---------- DOCUMENT EXTRACT

![550,500](https://images.pexels.com/photos/149387/pexels-photo-149387.jpeg?auto=compress&cs=tinysrgb&dpr=1&w=800)

Normally for tabular dataset I would use decision trees , random forests , xgboost for a classification problem. How ever for this problem I decided to make a  neural network model using pytorch lightning. I wanted to get out of my comfort zone while making this project. Incase you want a explanation of the model building process I'd recommend checking out fast.ai course they do a better job of explaining than I do.

Also If you want to see the data visualised here's my [EDA](https://www.kaggle.com/aristotle609/eda-on-hr-dataset) since I won't be doing any EDA in this notebook

# Dependencies

In [None]:
#importing all the required dependencies
import pandas as pd
import numpy as np
from collections import Counter
from sklearn.model_selection import train_test_split
from sklearn.preprocessing import LabelEncoder
import torch
from torch.utils.data import Dataset, DataLoader
import torch.optim as torch_optim
import torch.nn as nn
import torch.nn.functional as F
from torchvision import models
from datetime import datetime
import pytorch_lightning as pl

# Preprocessing Data

In [None]:
#lets take a look at the data
df = pd.read_csv("../input/hr-analytics-and-job-prediction/HR_comma_sep.csv")

--------------------
---------- PROVIDED DATA

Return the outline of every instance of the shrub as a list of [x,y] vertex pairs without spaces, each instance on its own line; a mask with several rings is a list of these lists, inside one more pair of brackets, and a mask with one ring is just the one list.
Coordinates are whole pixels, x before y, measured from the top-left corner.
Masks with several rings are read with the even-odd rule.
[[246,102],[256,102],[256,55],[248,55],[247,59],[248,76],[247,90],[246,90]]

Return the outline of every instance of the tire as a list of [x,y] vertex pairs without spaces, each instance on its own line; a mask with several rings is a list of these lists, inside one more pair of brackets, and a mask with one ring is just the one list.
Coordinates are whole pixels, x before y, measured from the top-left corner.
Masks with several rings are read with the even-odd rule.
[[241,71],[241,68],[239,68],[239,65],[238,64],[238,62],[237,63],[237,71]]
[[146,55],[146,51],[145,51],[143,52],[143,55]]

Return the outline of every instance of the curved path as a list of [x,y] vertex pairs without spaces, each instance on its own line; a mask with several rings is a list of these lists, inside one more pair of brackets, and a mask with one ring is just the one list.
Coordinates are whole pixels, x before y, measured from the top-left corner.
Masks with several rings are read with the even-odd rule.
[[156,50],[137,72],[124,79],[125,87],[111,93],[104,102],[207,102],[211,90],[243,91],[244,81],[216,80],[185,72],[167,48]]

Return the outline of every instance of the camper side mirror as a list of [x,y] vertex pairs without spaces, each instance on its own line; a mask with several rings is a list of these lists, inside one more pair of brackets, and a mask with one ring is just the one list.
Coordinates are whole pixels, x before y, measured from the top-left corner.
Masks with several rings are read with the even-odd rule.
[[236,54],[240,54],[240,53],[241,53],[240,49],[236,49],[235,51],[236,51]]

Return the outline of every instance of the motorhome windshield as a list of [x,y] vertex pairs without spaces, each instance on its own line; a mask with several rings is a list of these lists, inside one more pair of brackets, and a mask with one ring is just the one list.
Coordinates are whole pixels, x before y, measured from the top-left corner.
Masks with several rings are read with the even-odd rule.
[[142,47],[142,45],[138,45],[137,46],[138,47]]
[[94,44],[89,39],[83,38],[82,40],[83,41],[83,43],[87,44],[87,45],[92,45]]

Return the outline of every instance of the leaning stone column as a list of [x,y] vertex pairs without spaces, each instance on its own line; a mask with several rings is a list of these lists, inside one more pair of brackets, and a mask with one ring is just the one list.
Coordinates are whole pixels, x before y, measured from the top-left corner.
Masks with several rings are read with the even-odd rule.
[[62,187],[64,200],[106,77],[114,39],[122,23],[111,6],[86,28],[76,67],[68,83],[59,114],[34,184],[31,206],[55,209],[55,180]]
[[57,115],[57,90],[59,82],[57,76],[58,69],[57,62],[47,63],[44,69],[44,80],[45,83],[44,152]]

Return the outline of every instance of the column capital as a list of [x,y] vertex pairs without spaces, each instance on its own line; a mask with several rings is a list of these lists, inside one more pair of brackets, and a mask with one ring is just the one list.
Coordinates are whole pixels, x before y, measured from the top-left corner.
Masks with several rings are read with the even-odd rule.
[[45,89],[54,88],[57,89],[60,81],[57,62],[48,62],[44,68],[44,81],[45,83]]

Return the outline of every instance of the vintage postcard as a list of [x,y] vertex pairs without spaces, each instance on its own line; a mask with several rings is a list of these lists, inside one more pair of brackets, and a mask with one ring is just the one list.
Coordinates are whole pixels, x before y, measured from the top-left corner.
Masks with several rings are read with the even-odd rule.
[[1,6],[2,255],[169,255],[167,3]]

--------------------

CHALLENGE —
Rewrite the notebook passage starting with "Normally for tabular" and going on through "explaining than I do.", putting "deep learning model" in place of "neural network model". These rows have no connection to the notebook.

OUTPUT OF THE EXERCISE —
Normally for tabular dataset I would use decision trees , random forests , xgboost for a classification problem. How ever for this problem I decided to make a  deep learning model using pytorch lightning. I wanted to get out of my comfort zone while making this project. Incase you want a explanation of the model building process I'd recommend checking out fast.ai course they do a better job of explaining than I do.